## Entries from a dataset
┏━━

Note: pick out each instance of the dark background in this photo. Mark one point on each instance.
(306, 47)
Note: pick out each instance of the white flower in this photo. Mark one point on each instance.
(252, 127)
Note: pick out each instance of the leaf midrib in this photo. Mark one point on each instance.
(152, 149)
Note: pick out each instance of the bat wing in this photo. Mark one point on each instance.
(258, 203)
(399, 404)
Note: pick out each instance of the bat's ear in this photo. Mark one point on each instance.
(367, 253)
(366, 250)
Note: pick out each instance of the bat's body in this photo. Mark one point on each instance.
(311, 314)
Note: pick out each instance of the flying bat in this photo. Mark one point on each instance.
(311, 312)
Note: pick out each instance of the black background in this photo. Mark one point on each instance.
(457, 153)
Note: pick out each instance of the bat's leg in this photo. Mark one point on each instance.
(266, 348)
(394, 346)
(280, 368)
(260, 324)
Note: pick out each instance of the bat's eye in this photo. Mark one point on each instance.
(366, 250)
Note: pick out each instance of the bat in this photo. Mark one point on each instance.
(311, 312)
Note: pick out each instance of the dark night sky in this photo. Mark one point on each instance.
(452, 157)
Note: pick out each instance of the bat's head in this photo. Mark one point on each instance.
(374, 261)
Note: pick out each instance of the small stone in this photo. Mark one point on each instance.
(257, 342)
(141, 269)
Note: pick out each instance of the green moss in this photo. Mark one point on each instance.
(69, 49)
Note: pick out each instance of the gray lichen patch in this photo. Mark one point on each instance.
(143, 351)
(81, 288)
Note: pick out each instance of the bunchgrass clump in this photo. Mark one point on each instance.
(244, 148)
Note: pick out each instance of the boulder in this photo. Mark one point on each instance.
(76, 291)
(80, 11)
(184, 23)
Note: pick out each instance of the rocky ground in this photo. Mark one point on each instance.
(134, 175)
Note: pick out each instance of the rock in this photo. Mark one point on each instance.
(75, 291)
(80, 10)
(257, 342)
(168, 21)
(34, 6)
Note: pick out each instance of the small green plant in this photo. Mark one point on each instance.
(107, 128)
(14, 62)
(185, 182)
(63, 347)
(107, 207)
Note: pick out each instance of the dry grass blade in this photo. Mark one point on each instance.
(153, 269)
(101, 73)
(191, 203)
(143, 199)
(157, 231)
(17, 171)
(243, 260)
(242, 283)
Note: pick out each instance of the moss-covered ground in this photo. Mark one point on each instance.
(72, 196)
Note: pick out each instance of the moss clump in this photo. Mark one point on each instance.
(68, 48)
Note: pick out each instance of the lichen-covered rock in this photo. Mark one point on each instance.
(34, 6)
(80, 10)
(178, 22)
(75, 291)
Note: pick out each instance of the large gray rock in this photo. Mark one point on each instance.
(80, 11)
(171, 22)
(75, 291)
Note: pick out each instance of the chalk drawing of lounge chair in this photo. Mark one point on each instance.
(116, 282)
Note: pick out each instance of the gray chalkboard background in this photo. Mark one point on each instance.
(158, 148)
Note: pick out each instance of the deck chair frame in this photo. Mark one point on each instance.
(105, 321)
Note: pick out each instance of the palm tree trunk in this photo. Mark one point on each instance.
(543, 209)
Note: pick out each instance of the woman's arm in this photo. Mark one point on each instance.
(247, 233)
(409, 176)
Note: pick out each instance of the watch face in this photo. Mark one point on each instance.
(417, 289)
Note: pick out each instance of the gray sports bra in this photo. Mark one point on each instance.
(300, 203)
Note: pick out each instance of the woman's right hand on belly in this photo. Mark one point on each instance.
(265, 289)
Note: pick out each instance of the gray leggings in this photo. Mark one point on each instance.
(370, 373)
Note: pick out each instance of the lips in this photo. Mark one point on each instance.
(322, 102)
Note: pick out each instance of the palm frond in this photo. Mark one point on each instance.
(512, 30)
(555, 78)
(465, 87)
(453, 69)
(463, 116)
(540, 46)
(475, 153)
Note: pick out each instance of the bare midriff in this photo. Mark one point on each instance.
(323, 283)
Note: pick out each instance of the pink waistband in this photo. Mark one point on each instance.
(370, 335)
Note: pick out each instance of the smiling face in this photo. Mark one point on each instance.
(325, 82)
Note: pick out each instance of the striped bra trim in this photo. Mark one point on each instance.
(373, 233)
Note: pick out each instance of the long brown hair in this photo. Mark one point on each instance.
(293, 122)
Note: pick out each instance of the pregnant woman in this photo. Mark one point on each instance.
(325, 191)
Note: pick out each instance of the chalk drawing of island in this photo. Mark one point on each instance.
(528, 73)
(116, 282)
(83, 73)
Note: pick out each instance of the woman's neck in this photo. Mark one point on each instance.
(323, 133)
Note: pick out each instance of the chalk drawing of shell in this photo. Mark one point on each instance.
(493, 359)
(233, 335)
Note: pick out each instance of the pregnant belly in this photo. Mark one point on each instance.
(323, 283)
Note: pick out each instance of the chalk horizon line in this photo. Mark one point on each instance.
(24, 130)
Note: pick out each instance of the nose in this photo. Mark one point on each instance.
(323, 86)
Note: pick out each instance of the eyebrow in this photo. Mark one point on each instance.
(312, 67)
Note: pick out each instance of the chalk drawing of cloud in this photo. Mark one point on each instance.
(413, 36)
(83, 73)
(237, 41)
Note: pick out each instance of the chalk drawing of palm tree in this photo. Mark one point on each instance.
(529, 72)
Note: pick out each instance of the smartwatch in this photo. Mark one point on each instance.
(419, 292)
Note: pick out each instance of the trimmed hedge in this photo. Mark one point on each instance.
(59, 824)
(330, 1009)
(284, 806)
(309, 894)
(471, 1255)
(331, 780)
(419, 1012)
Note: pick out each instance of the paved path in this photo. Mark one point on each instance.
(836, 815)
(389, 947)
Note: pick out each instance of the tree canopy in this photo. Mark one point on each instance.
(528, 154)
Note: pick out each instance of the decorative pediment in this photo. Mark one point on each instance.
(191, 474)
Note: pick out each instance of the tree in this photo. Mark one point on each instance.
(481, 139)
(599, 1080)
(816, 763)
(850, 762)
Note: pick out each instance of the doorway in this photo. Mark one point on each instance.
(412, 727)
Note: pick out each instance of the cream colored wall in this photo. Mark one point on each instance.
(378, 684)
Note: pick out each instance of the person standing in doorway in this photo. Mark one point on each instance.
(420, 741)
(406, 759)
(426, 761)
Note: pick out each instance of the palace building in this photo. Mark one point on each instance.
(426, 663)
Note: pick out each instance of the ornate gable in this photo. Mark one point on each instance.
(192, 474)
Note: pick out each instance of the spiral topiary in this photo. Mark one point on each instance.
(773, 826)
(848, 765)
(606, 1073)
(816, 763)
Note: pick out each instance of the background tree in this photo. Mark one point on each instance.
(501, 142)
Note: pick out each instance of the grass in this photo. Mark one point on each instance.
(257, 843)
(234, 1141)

┗━━

## Set exercise
Reproduce all of the data exactly as given.

## Written solution
Note: pick out each instance of the dark background in this photo. Mark one point on each instance.
(306, 47)
Note: pick out each instance of the white flower in this photo. Mark one point on each instance.
(252, 127)
Note: pick out each instance of the leaf midrib in this photo. Mark one point on each instance.
(152, 149)
Note: pick out each instance of the bat wing in this photo. Mark one point on each instance.
(258, 203)
(399, 404)
Note: pick out each instance of the bat's ear in this photo. Mark one point on each instance.
(367, 253)
(366, 250)
Note: pick out each instance of the bat's body in this photo. Mark one point on each instance.
(311, 314)
Note: pick out each instance of the flying bat in this photo. Mark one point on each instance.
(311, 312)
Note: pick out each instance of the black background in this photo. Mark one point on each instance.
(457, 153)
Note: pick out each instance of the bat's leg in this photo. Mark one point on each instance.
(266, 348)
(394, 346)
(280, 368)
(260, 324)
Note: pick out each instance of the bat's eye in this photo. Mark one point on each instance.
(366, 250)
Note: pick out each instance of the bat in this photo. Mark one point on each instance.
(311, 312)
Note: pick out each instance of the dark night sky in this photo. Mark one point on each instance.
(452, 157)
Note: pick out each instance of the bat's head in this photo. Mark one point on each instance.
(374, 261)
Note: pick out each instance of the small stone in this photo. Mark one point on each instance.
(257, 342)
(141, 269)
Note: pick out each instance of the green moss in this photo. Mark one point on each instance.
(69, 49)
Note: pick out each instance of the gray lichen patch in this photo. Mark one point on each instance.
(143, 351)
(81, 288)
Note: pick out each instance of the bunchgrass clump in this photo. Mark one point on each instance.
(244, 148)
Note: pick out each instance of the boulder in this photo. Mark one point on each instance.
(76, 291)
(80, 11)
(184, 23)
Note: pick out each instance of the rocky ground in this photo. Mark one point on each instance.
(134, 175)
Note: pick out each instance of the rock in this photo. Mark one point on each instance.
(75, 291)
(80, 10)
(257, 342)
(168, 21)
(34, 6)
Note: pick out each instance of the small green plant in this photo. Mark one point on each instance.
(107, 128)
(14, 62)
(185, 182)
(63, 347)
(107, 207)
Note: pick out each instance of the dry grass blade in this photo. Mark one point on each instance.
(153, 269)
(101, 73)
(191, 203)
(143, 199)
(157, 231)
(17, 171)
(243, 260)
(242, 283)
Note: pick out each instance of the moss-covered ground in this photo. Mark one point on each instance.
(72, 196)
Note: pick out each instance of the moss clump in this photo. Mark one point on each instance.
(68, 48)
Note: pick out each instance of the lichen-covered rock in this photo. Mark one point on each instance.
(34, 6)
(80, 10)
(178, 22)
(75, 291)
Note: pick out each instance of the large gray rock in this photo. Mark one point on each instance.
(80, 11)
(171, 22)
(75, 291)
Note: pick out each instance of the chalk drawing of lounge chair in this photo. Mark one point on each instance.
(116, 282)
Note: pick out each instance of the gray chalkboard background in this photo. Mark one point on each instance.
(158, 148)
Note: pick out each instance of the deck chair frame in this photo. Mark one point on each instance.
(105, 321)
Note: pick out each instance of the palm tree trunk in this photo. Mark one point on each instance.
(543, 209)
Note: pick out each instance of the woman's arm in this photo. Mark one point on each instance.
(247, 233)
(409, 176)
Note: pick out each instance of the watch face in this photo. Mark one point on each instance.
(417, 289)
Note: pick out each instance of the gray sports bra in this photo. Mark one point on each instance.
(300, 203)
Note: pick out each instance of the woman's right hand on belly in this photo. Mark one point on each instance.
(265, 289)
Note: pick out each instance of the gray leggings in this photo. Mark one point on each instance.
(370, 373)
Note: pick out each instance of the lips in this photo. Mark one point on each instance.
(322, 102)
Note: pick out each instance of the palm frond in this photo. Mark one point on each instance.
(512, 30)
(555, 78)
(465, 87)
(453, 69)
(463, 116)
(540, 46)
(475, 153)
Note: pick out each instance of the bare midriff in this photo. Mark one point on each instance.
(323, 283)
Note: pick out each instance of the pink waistband in this photo. Mark one point on each instance.
(370, 335)
Note: pick out each instance of the smiling face in this photo. Mark one point on each instance.
(325, 82)
Note: pick out each instance of the striped bra trim in this photo. Mark one point on each instance.
(373, 233)
Note: pick out each instance of the long brown hair in this photo. Mark one point on each instance.
(293, 122)
Note: pick out each instance of the pregnant woman in this photo. Mark one point on each instance.
(325, 191)
Note: pick out each instance of the chalk drawing of island in this photo. Mark one point on each instance.
(528, 73)
(116, 282)
(83, 73)
Note: pick out each instance of the woman's neck in this photo. Mark one point on each instance.
(323, 133)
Note: pick out each instance of the chalk drawing of shell in this photo. Mark one point on each instance.
(493, 359)
(233, 335)
Note: pick out each instance of the pregnant belly in this photo. Mark one point on each instance.
(323, 283)
Note: pick out each instance of the chalk horizon line in this photo. Mark one point on each instance.
(24, 130)
Note: pick out each instance of the nose in this photo. Mark one point on each instance.
(323, 86)
Note: pick out each instance of the eyebrow in this photo. Mark one point on each instance.
(312, 67)
Note: pick out each instance of the chalk drawing of cloud in this photo. Mark one point on each instance.
(413, 36)
(83, 73)
(237, 41)
Note: pick out each instance of the chalk drawing of palm tree in this photo. Mark one point on each instance.
(529, 72)
Note: pick out each instance of the smartwatch in this photo. Mark one point on each instance.
(419, 292)
Note: pick out each instance of the trimmed hedge in this photo. Mark one point on each instance.
(59, 824)
(330, 1009)
(284, 806)
(309, 894)
(471, 1255)
(331, 780)
(419, 1012)
Note: pick out each instance of the paved path in this photo. Mark one point on each instance.
(836, 815)
(389, 947)
Note: pick out each instance of the tree canopy in this photo. Mark one point on each instance.
(528, 154)
Note: pick out each instance of the decorative pediment in this photo. Mark one point on each instance.
(191, 474)
Note: pick out each instance of the tree in this photo. Mark one point on each instance.
(481, 139)
(599, 1080)
(816, 763)
(850, 762)
Note: pick out each instance of the doorway in this photo. Mark one point on each instance.
(412, 727)
Note: pick out each instance of the cream colored wall in this photo. Mark one point on each instance.
(378, 684)
Note: pick out each instance of the person standing in doorway in this photo. Mark one point on each instance.
(420, 741)
(406, 759)
(426, 761)
Note: pick out each instance of the palace building in this photo. Mark one point on each instance.
(426, 663)
Note: pick out each instance of the ornate gable in this photo. Mark one point on each instance.
(192, 474)
Note: pick out each instance of the spiral topiary in this photo. Mark one point on each instance.
(773, 826)
(848, 765)
(606, 1073)
(816, 763)
Note: pick out each instance of the background tree in this photo. Mark one point on each instance.
(501, 142)
Note: pick out each instance of the grass in this photo. Mark one point on each instance.
(257, 843)
(234, 1141)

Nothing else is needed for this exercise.